** begin Raw data **
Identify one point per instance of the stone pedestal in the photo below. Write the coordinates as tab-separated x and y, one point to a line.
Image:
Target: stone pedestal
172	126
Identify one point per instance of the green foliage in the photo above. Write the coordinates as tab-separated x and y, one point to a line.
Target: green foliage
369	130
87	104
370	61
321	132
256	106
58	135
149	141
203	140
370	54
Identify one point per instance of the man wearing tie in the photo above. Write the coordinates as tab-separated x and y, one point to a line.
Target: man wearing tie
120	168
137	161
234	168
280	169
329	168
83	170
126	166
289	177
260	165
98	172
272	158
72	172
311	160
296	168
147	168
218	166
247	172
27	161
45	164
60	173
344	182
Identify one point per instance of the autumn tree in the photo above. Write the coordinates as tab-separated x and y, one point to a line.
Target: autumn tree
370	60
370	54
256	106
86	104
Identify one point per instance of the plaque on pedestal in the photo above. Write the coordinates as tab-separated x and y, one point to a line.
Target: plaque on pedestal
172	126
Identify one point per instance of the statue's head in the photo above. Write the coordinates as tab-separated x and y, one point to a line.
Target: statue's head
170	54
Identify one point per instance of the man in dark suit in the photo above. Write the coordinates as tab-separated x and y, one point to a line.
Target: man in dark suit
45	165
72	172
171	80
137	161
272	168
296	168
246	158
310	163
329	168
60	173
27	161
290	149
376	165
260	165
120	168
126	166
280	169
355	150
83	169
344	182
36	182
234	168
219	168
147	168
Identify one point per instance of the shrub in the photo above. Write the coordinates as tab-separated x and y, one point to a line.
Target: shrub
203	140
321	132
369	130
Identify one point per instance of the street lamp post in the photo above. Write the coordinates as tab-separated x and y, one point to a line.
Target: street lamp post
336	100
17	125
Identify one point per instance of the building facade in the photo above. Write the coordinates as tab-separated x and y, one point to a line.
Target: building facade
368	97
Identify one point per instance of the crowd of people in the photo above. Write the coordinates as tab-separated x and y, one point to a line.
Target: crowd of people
** end Raw data **
Work to be completed
Transcribe without alteration the data from the line containing "Identify one point per instance of the plaque" through the last line, including both of those lines.

Reply to the exercise
Identify one point per instance of the plaque on pedestal in the photo above. Write the coordinates as tab-separated x and y, one point to a line.
Target: plaque on pedestal
172	126
Identify one point per instance of the statue's head in the photo above. Write the coordinates as tab-separated x and y, one point to a line.
Target: statue's head
170	54
Identify one point per instance of the man in dark suit in the photo above. Write the coordinates as tab-separated x and y, one point to a line.
Target: man in dark suit
45	165
72	172
171	80
137	161
272	168
296	168
246	158
310	163
329	168
60	173
27	161
290	149
376	165
260	165
120	168
126	166
280	169
355	150
83	169
344	182
36	182
234	168
219	168
147	168
Identify one point per instance of the shrub in the photo above. Write the coordinates as tab-separated x and y, one point to a line.
Target: shrub
203	140
321	132
369	130
Identify one point per instance of the street lamp post in the photo above. Write the coordinates as tab-separated x and y, one point to a line.
Target: street lamp post
336	100
17	125
Identify one point per instance of the building facade in the photo above. Write the coordinates as tab-separated x and y, one point to a line.
Target: building facade
368	97
Identify one point per instance of the crowd of people in the photo above. Write the coordinates as tab-separated x and y, one point to a line.
Target: crowd of people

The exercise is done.